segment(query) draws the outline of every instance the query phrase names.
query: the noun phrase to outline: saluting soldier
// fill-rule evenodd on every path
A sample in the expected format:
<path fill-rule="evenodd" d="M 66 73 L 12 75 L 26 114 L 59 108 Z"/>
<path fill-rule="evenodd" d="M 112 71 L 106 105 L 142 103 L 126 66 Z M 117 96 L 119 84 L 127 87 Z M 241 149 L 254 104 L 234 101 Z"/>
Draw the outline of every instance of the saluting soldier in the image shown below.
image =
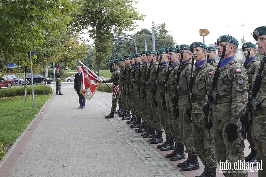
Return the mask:
<path fill-rule="evenodd" d="M 194 78 L 192 94 L 189 99 L 192 106 L 192 134 L 195 150 L 205 166 L 203 173 L 197 177 L 216 176 L 217 161 L 214 150 L 212 126 L 207 126 L 204 123 L 203 107 L 208 100 L 207 93 L 215 69 L 205 60 L 207 46 L 202 42 L 194 42 L 189 48 L 193 52 L 196 62 L 193 71 Z"/>
<path fill-rule="evenodd" d="M 217 40 L 218 55 L 220 57 L 227 37 L 222 36 Z M 228 160 L 227 162 L 232 165 L 238 160 L 243 162 L 244 159 L 245 145 L 239 131 L 241 126 L 239 118 L 247 101 L 248 90 L 246 70 L 234 57 L 238 46 L 237 40 L 229 36 L 224 57 L 220 65 L 220 75 L 214 88 L 219 96 L 218 98 L 213 97 L 212 108 L 217 160 L 220 163 Z M 212 95 L 214 95 L 214 91 Z M 221 170 L 225 176 L 247 176 L 244 170 Z"/>
<path fill-rule="evenodd" d="M 191 171 L 200 168 L 198 156 L 194 147 L 193 134 L 191 133 L 192 124 L 190 120 L 188 120 L 186 112 L 188 106 L 189 78 L 192 67 L 192 53 L 189 46 L 186 44 L 180 45 L 178 49 L 180 52 L 179 58 L 181 58 L 181 53 L 183 55 L 180 64 L 182 71 L 179 76 L 180 90 L 178 92 L 180 135 L 186 149 L 188 158 L 184 162 L 178 164 L 177 167 L 181 168 L 181 171 Z"/>
<path fill-rule="evenodd" d="M 209 59 L 207 60 L 210 65 L 211 65 L 216 69 L 218 65 L 218 62 L 215 60 L 216 56 L 216 49 L 212 46 L 209 46 L 207 47 L 207 50 L 209 54 Z"/>
<path fill-rule="evenodd" d="M 251 42 L 246 42 L 242 46 L 242 50 L 244 52 L 246 60 L 244 63 L 244 66 L 246 69 L 248 75 L 249 91 L 248 92 L 248 98 L 250 97 L 251 91 L 252 90 L 252 77 L 256 72 L 256 71 L 259 64 L 259 61 L 256 57 L 257 53 L 257 47 L 255 45 Z M 249 57 L 247 58 L 249 51 L 250 50 Z M 246 157 L 245 160 L 246 163 L 252 163 L 253 166 L 257 165 L 257 158 L 256 157 L 256 153 L 255 149 L 255 140 L 251 135 L 251 128 L 249 127 L 246 132 L 246 139 L 249 143 L 249 148 L 250 149 L 250 153 Z"/>
<path fill-rule="evenodd" d="M 120 71 L 120 67 L 119 62 L 116 61 L 115 63 L 115 68 L 116 71 L 113 73 L 111 78 L 107 81 L 102 81 L 103 83 L 113 83 L 113 100 L 112 101 L 112 107 L 111 108 L 111 113 L 108 116 L 105 117 L 106 119 L 114 118 L 113 114 L 116 111 L 117 103 L 119 97 L 121 97 L 121 93 L 119 90 L 119 72 Z"/>
<path fill-rule="evenodd" d="M 266 26 L 258 27 L 253 32 L 253 37 L 257 41 L 258 53 L 259 55 L 263 55 L 266 52 Z M 261 62 L 262 62 L 262 60 Z M 253 122 L 251 124 L 252 133 L 255 140 L 258 161 L 262 162 L 262 167 L 259 169 L 258 176 L 266 176 L 266 66 L 264 65 L 262 73 L 263 73 L 259 90 L 256 96 L 256 99 L 260 104 L 259 111 L 252 110 Z M 253 81 L 254 81 L 256 76 Z"/>

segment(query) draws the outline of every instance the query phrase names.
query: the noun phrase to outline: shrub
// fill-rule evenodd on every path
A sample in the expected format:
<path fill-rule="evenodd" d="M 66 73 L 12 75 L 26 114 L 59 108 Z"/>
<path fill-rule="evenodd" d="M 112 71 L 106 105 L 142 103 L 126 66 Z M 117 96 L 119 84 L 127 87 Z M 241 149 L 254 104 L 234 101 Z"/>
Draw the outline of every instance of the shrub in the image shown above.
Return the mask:
<path fill-rule="evenodd" d="M 49 86 L 33 85 L 33 91 L 35 95 L 47 95 L 53 93 L 53 89 Z M 32 94 L 31 91 L 31 86 L 27 86 L 27 93 L 28 95 Z M 0 98 L 24 95 L 24 86 L 13 87 L 11 88 L 0 89 Z"/>

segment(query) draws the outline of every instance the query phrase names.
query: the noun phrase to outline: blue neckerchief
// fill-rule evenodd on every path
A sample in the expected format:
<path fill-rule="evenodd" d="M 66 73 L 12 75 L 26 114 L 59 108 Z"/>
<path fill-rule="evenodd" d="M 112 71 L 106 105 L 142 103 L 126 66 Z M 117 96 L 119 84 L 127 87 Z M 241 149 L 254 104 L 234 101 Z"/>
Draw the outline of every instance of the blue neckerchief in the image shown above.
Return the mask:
____
→ **Aim of the exercise**
Add 51 to every coordinate in the answer outlines for the stretch from the start of the records through the line containing "194 78 L 192". Write that whole stretch out again with the other text and numbers unchanged, and leave out the picture.

→ **Completed task**
segment(query) draws the outline of every instance the query phrase names.
query: the noun phrase to outline: saluting soldier
// fill-rule evenodd on every path
A sample in the expected format:
<path fill-rule="evenodd" d="M 66 73 L 12 75 L 26 114 L 59 108 Z"/>
<path fill-rule="evenodd" d="M 112 71 L 106 105 L 142 103 L 126 66 Z M 117 96 L 119 84 L 127 87 Z M 241 149 L 254 104 L 234 101 Z"/>
Draw the outline of every instance of the saluting soldier in the image shown below.
image =
Return the mask:
<path fill-rule="evenodd" d="M 245 129 L 243 145 L 240 150 L 243 157 L 243 185 L 246 201 L 256 217 L 254 224 L 248 228 L 267 227 L 268 212 L 265 201 L 263 177 L 258 177 L 255 174 L 254 158 L 259 151 L 258 144 L 266 120 L 256 111 L 258 97 L 253 93 L 245 93 L 240 99 L 244 103 L 247 113 L 244 122 Z"/>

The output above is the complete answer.